EXTRAIT DU TEXTE:
|---|

Les Marchés sont-ils d’essence divine ?

Sylvestre Huet

 

Vous qui n’en pouvez plus de subir les dernières nouvelles du CAC 40 à chaque journal radio – logique vous n’avez pas beaucoup d’actions comme la plupart des Français – courrez acheter Des Marchés et de Dieux, le dernier opus de Stéphane Foucart (1).

Je vous promet moult sourires, et même rires in petto, en parcourant l’ouvrage. Et de découvrir que l’on peut raconter l’histoire de l’évolution économique du dernier siècle et demi à travers un prisme étonnamment efficace : et si la science économique, celle que le Nobel couronne, avait tourné en eau de boudin… Je veux dire en religion. Vous savez, ce truc qui a réponse à tout, habille ses archiprêtres de costumes bizarres, et vous dit comment vous devez considérer l’existence.

|---|

DONNÉES FOURNIES:

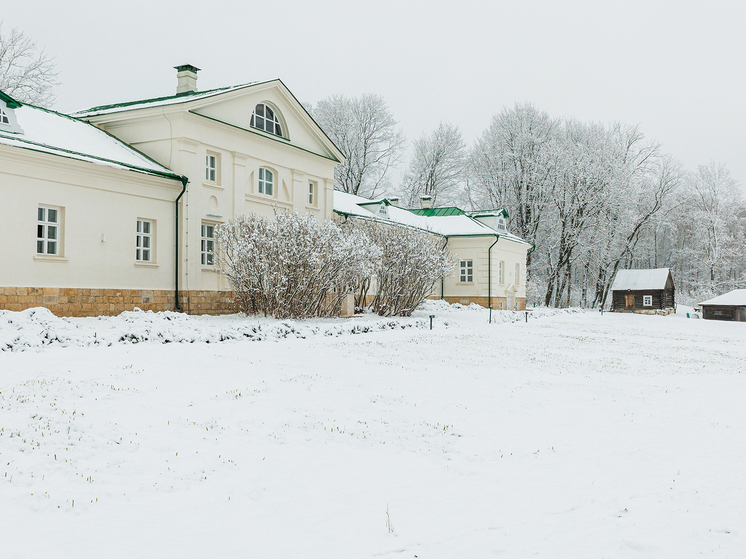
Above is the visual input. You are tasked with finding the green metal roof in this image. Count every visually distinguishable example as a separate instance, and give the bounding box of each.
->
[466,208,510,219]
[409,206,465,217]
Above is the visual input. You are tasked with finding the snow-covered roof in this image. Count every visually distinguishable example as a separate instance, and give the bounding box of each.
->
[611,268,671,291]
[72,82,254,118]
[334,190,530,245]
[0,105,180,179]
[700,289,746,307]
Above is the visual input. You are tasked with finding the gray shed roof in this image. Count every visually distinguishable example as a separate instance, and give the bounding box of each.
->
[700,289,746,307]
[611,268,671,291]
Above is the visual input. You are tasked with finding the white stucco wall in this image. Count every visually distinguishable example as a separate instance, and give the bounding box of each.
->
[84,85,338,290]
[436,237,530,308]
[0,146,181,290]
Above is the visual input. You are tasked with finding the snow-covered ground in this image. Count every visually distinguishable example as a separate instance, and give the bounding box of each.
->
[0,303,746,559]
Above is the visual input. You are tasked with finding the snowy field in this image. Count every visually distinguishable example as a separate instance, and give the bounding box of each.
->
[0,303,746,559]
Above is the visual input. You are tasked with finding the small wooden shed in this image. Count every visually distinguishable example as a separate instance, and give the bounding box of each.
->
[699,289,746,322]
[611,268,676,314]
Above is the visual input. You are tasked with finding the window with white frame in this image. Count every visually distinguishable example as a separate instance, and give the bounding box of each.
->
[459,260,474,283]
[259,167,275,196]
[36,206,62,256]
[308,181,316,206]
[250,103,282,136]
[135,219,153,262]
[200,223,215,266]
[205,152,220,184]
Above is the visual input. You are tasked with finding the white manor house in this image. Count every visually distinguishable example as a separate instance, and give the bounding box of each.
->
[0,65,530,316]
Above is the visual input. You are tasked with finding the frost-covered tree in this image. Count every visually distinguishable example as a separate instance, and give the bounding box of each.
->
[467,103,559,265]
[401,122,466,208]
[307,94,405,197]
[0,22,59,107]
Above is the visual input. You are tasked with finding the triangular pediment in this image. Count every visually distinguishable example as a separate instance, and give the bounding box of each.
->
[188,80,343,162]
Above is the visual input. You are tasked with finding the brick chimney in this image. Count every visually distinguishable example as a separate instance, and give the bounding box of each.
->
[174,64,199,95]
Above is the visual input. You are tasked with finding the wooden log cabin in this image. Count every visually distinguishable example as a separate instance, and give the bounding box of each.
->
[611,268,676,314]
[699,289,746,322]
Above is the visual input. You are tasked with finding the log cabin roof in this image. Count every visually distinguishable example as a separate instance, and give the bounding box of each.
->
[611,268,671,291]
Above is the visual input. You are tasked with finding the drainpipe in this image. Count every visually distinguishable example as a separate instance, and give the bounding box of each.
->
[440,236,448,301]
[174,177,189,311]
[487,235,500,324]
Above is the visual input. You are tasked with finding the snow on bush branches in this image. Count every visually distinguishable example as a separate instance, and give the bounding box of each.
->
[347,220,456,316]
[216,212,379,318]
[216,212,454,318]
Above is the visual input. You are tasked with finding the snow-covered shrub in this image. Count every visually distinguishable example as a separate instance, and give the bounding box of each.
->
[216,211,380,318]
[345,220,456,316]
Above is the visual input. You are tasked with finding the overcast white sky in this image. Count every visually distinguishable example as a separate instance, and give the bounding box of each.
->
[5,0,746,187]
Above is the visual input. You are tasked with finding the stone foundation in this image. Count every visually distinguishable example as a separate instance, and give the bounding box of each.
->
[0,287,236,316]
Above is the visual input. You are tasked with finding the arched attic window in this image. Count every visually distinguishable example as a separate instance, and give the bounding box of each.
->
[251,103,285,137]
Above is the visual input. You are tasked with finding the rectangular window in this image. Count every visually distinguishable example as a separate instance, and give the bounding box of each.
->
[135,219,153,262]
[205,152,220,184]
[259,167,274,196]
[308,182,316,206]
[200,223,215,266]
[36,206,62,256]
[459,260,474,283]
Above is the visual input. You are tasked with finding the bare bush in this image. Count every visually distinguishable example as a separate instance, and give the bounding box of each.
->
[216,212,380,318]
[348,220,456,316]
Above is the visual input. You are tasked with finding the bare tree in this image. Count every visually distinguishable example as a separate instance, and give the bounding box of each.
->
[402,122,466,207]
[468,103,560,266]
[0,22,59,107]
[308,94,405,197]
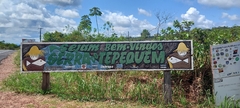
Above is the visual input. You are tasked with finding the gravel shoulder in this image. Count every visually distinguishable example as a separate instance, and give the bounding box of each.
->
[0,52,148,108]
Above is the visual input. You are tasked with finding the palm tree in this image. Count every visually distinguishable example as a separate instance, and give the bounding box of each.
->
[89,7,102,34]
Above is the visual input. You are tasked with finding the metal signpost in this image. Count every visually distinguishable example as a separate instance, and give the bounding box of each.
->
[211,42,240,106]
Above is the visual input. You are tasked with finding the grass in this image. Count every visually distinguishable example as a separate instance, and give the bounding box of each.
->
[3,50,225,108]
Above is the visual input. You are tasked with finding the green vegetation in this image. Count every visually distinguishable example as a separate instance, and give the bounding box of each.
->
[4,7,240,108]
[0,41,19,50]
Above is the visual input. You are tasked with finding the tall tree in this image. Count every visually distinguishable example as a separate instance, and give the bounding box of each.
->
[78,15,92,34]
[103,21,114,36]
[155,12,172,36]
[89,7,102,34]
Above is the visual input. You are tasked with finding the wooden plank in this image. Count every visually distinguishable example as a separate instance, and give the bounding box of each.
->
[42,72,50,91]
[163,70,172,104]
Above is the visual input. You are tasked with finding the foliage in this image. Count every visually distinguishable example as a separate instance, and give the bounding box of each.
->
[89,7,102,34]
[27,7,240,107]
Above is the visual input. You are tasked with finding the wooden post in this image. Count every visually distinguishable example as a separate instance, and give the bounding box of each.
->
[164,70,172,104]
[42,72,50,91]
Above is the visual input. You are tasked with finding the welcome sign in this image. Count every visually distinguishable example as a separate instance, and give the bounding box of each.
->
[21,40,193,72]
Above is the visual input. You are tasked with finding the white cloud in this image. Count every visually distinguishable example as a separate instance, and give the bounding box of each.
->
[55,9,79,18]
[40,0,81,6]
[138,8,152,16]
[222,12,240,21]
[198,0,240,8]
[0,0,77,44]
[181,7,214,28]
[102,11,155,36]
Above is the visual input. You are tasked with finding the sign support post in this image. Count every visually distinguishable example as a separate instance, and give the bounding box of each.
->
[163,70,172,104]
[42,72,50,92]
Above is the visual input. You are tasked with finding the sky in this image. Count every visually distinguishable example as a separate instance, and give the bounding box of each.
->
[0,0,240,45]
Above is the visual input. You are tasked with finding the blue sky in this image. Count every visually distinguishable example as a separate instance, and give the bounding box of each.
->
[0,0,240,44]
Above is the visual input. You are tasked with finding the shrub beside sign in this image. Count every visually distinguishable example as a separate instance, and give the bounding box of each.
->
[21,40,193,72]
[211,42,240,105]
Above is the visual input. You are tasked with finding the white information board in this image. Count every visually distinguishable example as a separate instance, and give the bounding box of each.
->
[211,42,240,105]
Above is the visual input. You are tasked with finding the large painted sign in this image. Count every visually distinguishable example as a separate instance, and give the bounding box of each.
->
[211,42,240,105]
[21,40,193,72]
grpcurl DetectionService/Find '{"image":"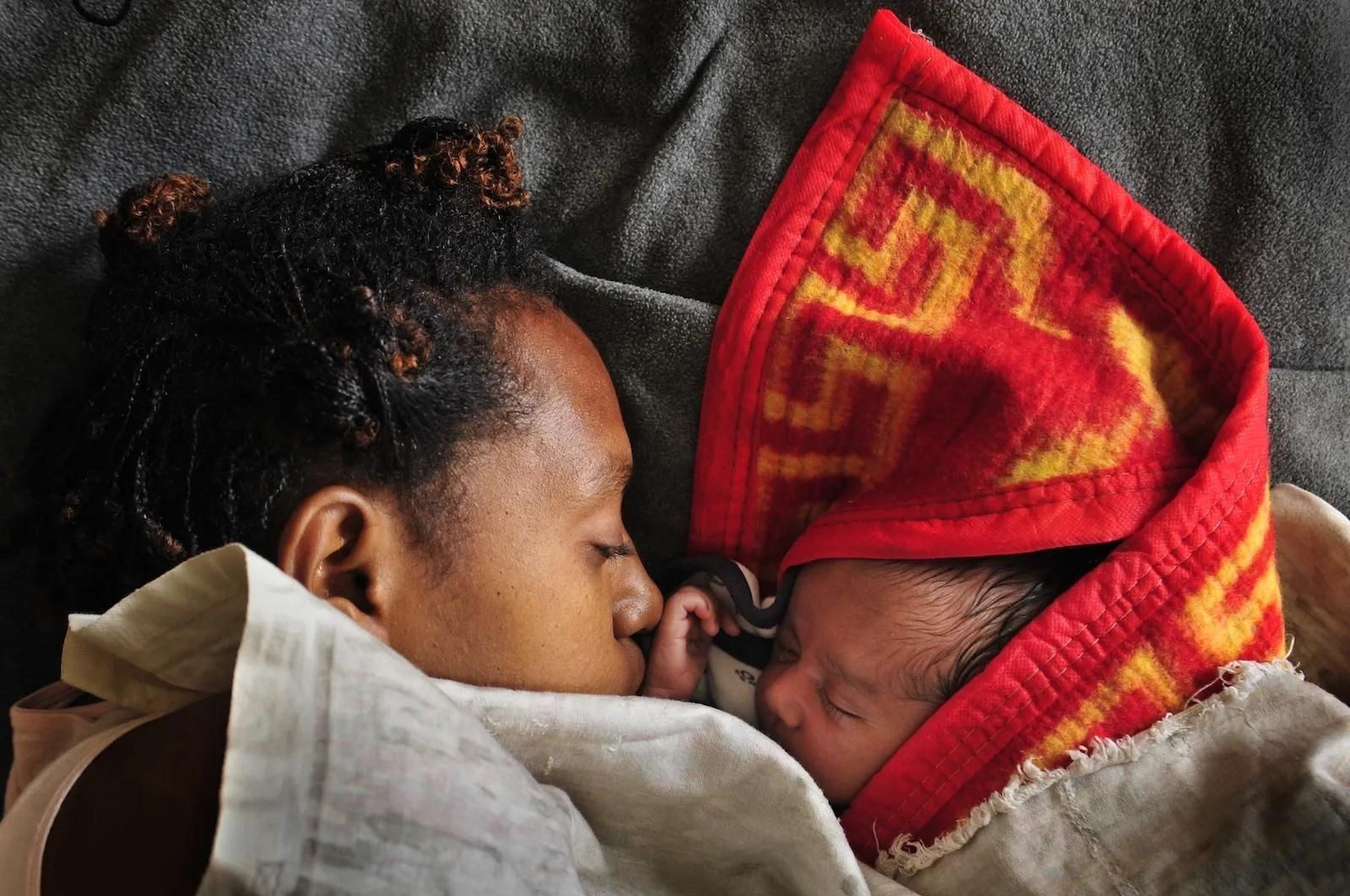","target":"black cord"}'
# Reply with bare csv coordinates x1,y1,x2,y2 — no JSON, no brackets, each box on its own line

|---|

CONSIGNES À SUIVRE:
1. Recopiez à l'identique, dans l'article sur les marchés et la religion, tout le passage qui va de « Sylvestre Huet » jusqu'à « Stéphane Foucart (1). ».
2. Retranscrivez fidèlement, dans le listing, toutes les lignes qui vont de celle contenant « finding the palm » jusqu'à celle contenant « [211,42,240,106] », ces deux lignes comprises, et uniquement celles-ci.

RÉSULTATS OBTENUS:
1.
Sylvestre Huet

 

Vous qui n’en pouvez plus de subir les dernières nouvelles du CAC 40 à chaque journal radio – logique vous n’avez pas beaucoup d’actions comme la plupart des Français – courrez acheter Des Marchés et de Dieux, le dernier opus de Stéphane Foucart (1).

2.
Above is the visual input. You are tasked with finding the palm tree in this image. Count every visually distinguishable example as a separate instance, and give the bounding box of each.
->
[89,7,102,34]
Above is the visual input. You are tasked with finding the metal signpost in this image. Count every visually distinguishable example as a separate instance, and give the bounding box of each.
->
[211,42,240,106]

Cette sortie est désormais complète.